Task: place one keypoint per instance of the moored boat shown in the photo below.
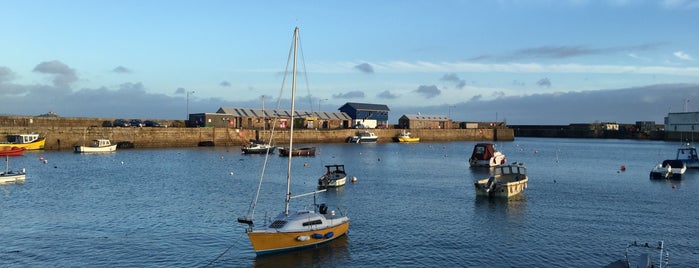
(669, 169)
(335, 176)
(405, 137)
(258, 147)
(303, 151)
(486, 155)
(644, 259)
(97, 146)
(505, 181)
(363, 137)
(291, 230)
(688, 155)
(27, 141)
(9, 176)
(11, 151)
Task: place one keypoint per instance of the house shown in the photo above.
(414, 121)
(230, 117)
(366, 115)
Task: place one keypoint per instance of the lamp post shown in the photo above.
(188, 93)
(319, 100)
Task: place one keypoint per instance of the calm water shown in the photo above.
(413, 205)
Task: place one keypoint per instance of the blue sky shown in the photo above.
(527, 62)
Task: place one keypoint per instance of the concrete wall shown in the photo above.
(64, 138)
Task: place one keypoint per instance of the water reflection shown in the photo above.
(332, 254)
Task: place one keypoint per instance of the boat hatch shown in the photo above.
(315, 222)
(277, 224)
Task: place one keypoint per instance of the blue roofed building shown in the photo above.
(366, 115)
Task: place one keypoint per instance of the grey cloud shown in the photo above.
(453, 78)
(387, 95)
(63, 75)
(121, 70)
(428, 91)
(563, 52)
(365, 68)
(350, 95)
(544, 82)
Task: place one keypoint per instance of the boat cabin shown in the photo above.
(22, 138)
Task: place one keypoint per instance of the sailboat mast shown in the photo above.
(291, 125)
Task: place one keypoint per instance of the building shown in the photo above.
(229, 117)
(365, 115)
(415, 121)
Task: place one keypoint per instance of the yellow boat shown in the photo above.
(299, 229)
(405, 137)
(28, 141)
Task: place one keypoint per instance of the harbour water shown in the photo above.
(413, 205)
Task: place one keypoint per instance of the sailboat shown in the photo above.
(291, 230)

○ ○ ○ ○ ○

What is being asked — Each line from the line holding "Task: place one keypoint per instance of the yellow" through the end of the material above is to be printed exactly, both ends included, and no other line is to appear.

Task response —
Task: place one keypoint per instance of the yellow boat shown in the photo above.
(299, 229)
(405, 137)
(28, 141)
Task: place one keypoint per instance of the harbour water shown in the photo above.
(413, 205)
Task: place one keypoint per instance of the sailboat shown in the photo above.
(291, 230)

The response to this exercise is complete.